**Excerpt to read:**
□ □ □
During ICFF 2003, he showed his work in yet another storefront-style exhibition, this time in a group exhibition at the Chelsea Hotel organized by the Downtown group and entitled “Downtown at the Chelsea Hotel.” And while this show again generated much enthusiasm for his work, it was his selection to Surface Magazine’s 2003 T.A.G. Team and the inclusion of his work in Surface’s 2003 Salone del Mobile and ICFF installations—as well as Surface’s special ICFF 2003 off-site show at a Chelsea museum—that really catapulted Miller onto the industry’s radar screen as an important emerging solo designer. Riley Johndonnell, brand creative director for Surface Magazine, writes via email that he selected Miller for Surface’s 2003 T.A.G. Team because Miller “seems less concerned with embedding his ego into the design object,” adding that in Miller’s work “function, innovation and beauty come first…It’s very pure design where aesthetic is influenced by the function. His signature does come through in the design, but not in a forced way. His pieces seem to speak of a process: in each piece you can see solutions to problems, you can see the designer’s thought process.” These exhibitions of Miller’s objects caught the eye of Joey Tessalona, design director at Clinton’s Felissimo Design House. Tessalona, who calls Miller a "great upcoming designer," selected Miller’s aluminum bed for inclusion in Felissimo’s recent “Life Symphony” exhibition.

The Return
Eric Chan, Miller’s mentor and former employer, says that the most important thing any new venture can do is to differentiate itself in innovative ways that ensure the industry and the market understand what the firm stands for. “There is no one formula to running a design business, just as there is no one formula for design,” says Chan. “Every part of running a business requires different approaches each time because the reasons change. Find a new reason to guide the process, otherwise what was created and used before will be repeated continuously.” He goes on to note that design and business theory only work when used in practice, not when used to build brand. “What’s most important is output,” he says. “People today are overanalyzing and not doing enough. A fair amount of marketing and public relations is necessary to grow, but one can overkill by doing too much. Today, one doesn’t need to exert a lot of effort to build recognition. In Italy, the whole industry has very little to do with production, but a lot of story-building. Building a story is not wrong, but I don’t think one can depend on it to launch a career….Keep doing good work. Be focused. Get the work out. Then try to react to the market. There are many mediocre designers and we don’t need another one. Know that you are good. Know what you stand for as a designer.”

Johndonnell, known for favoring designers with an innovative perspective of—and distinctive approach to—design, agrees with Chan, writing that “young designers today have been swayed by the new sense of celebrity that has wrapped many ‘big’ designers. Young designers seem preoccupied with creating logos and marketing materials, and not enough with the prioritization of their product. I can’t tell you how often I get a great presentation of marketing materials for a crap product—a 3D rendering of something that is essentially slick shiny crap. Designers need to have a business strategy. Knocking on the door of manufacturers doesn’t count. That’s simply one element of a plan. Designers these days seem to carry themselves like a garage band, carrying demos, playing a gig here and there, then hoping to ‘be discovered.’ Rarely does it work this way. Designers need to know how to sell ideas, themselves and product. That’s the business. Know the potential of how you and your products can affect the world around you…a good piece of design and a good designer emote something to others.” He suggests that designers looking to get media attention pitch stories rather than products to editors. “Everyone like exclusives—pitch a different angle to each editor you approach.”
□ □ □
**Given information:**
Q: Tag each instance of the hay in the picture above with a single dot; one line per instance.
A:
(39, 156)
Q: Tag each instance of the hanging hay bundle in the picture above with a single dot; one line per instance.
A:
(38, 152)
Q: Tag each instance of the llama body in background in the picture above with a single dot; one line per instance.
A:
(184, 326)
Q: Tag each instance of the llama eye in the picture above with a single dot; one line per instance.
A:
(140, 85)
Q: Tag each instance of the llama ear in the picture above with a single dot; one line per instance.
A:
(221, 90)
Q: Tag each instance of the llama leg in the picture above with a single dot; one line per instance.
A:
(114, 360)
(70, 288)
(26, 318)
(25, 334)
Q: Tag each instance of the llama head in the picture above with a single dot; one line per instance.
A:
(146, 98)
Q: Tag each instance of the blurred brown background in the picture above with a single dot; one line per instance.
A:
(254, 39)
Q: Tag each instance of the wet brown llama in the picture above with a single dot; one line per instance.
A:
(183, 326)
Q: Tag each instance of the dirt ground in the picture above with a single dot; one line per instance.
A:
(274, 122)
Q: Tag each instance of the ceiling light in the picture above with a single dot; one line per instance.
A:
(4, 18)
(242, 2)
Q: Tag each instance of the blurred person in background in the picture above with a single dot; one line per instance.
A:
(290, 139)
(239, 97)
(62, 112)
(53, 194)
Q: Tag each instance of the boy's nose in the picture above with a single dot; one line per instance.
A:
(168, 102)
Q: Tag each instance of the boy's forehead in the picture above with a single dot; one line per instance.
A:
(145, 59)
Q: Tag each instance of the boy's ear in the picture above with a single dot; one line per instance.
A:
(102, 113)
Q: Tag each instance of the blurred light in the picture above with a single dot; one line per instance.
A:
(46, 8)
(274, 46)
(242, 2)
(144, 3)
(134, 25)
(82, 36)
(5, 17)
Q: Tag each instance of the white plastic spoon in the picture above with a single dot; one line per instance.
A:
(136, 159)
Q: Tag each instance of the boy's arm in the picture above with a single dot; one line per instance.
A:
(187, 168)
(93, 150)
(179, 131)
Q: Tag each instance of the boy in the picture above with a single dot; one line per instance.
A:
□ □ □
**Task 1:** Compare each statement with the excerpt on Miller's design career, and for each one give yes or no, quoting the words from the excerpt that decide it. (a) Johndonnell chose Miller's aluminum bed for Felissimo's "Life Symphony" exhibition. (b) Chan says no single formula exists for running a design business. (c) Johndonnell advises designers who want media attention to pitch products rather than stories to editors.
**Task 2:** According to the excerpt on Miller's design career, what is Eric Chan's relationship to Miller?
**Task 3:** Pick up the excerpt on Miller's design career after its last sentence and write the paragraph that follows.

**Exercise answer 1:**
(a) No: "Tessalona, who calls Miller a "great upcoming designer," selected Miller’s aluminum bed"
(b) Yes: "There is no one formula to running a design business"
(c) No: "pitch stories rather than products to editors"

**Exercise answer 2:** Eric Chan is Miller's mentor and former employer.

**Exercise answer 3:**
The Call, Phase Two
As Miller begins his second year in business, he has set his sights on building a “more powerful financial scheme and a stronger, larger and more diverse network of industry relationships.” A national design competition held during fall 2003 developed into a relationship with the new Manhattan design manufacturing and distribution firm, Conduit, the umbrella company for Six Socks and Six Chocolates. Two of Miller’s furniture objects—a plastic chair and a floor lamp with a foam shade—were selected from the competition to be part of Conduit’s inaugural fall 2004 collection, which includes pieces by Constantin Boym, Tobias Wong and Miller’s fellow Surface 2003 T.A.G. Team member, Josh Owen. When the Conduit collection premiers during ICFF 2004, Miller will have doubled his 2004 goal of getting one object into circulation. His seemingly passive plan of putting his objects out for others to see and experience appears like a non-plan because it doesn’t involve the conventions common in American business. But Miller’s approach to building his firm not only involves a keen understanding of how to bring to market what a manufacturer wants to produce, but also what consumers actually need.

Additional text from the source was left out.